◆ UIT TE VOEREN ◆
Schrijf het interviewfragment over de muziek in de film woord voor woord over, van begin tot eind.

Er zit ook veel muziek in de film. Waarom was die belangrijk? “Didier Lestrade, een van de oprichters van ACT UP in Frankrijk, was een muziekspecialist. Hij schreef voor Libération over muziek. Eigenlijk was er vanaf het begin een sterke connectie met housemuziek. Gek waren we daarvan. Nou ja, niet iedereen van ons: daar is de film een beetje oneerlijk over. Niet iedereen ging naar clubs. Daarover lieg ik een beetje omdat ik het zo lekker vind om die muziek in de film te hebben. Een van onze slogans was: dansen = leven. Het was de puls van het leven.”

Het is bijna allemaal nieuwe muziek. “Ja.”

Behalve Bronski Beat. “Dat is een remix. Ik wilde Jimmy Summerville [de zanger, red.] trouwens graag in de film hebben omdat hij in het begin van ACT UP een benefietconcert gaf om geld in te zamelen. Hij was een vriend van Didier Lestrade. Ik wilde dat hij een concert gaf zoals toen. Maar ik was niet tevreden met hoe hij acteerde. Ik denk dat hij liever niet gefilmd wilde worden.”

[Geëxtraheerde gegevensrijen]
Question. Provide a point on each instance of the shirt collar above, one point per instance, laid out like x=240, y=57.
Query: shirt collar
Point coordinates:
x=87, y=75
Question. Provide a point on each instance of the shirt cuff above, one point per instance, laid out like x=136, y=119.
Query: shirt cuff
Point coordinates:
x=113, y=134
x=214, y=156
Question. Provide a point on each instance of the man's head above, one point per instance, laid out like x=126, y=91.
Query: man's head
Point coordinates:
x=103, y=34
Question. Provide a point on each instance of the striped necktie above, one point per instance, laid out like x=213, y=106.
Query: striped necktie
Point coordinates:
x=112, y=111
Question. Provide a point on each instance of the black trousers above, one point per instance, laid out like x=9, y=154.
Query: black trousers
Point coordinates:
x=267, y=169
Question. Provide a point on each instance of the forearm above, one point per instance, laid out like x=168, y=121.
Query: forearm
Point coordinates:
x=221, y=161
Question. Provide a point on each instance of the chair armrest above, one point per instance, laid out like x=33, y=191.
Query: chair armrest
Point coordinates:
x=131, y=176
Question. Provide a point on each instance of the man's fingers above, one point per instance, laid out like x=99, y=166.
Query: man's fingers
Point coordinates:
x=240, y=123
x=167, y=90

◆ VERWACHT ANTWOORD ◆
Er zit ook veel muziek in de film. Waarom was die belangrijk? “Didier Lestrade, een van de oprichters van ACT UP in Frankrijk, was een muziekspecialist. Hij schreef voor Libération over muziek. Eigenlijk was er vanaf het begin een sterke connectie met housemuziek. Gek waren we daarvan. Nou ja, niet iedereen van ons: daar is de film een beetje oneerlijk over. Niet iedereen ging naar clubs. Daarover lieg ik een beetje omdat ik het zo lekker vind om die muziek in de film te hebben. Een van onze slogans was: dansen = leven. Het was de puls van het leven.”

Het is bijna allemaal nieuwe muziek. “Ja.”

Behalve Bronski Beat. “Dat is een remix. Ik wilde Jimmy Summerville [de zanger, red.] trouwens graag in de film hebben omdat hij in het begin van ACT UP een benefietconcert gaf om geld in te zamelen. Hij was een vriend van Didier Lestrade. Ik wilde dat hij een concert gaf zoals toen. Maar ik was niet tevreden met hoe hij acteerde. Ik denk dat hij liever niet gefilmd wilde worden.”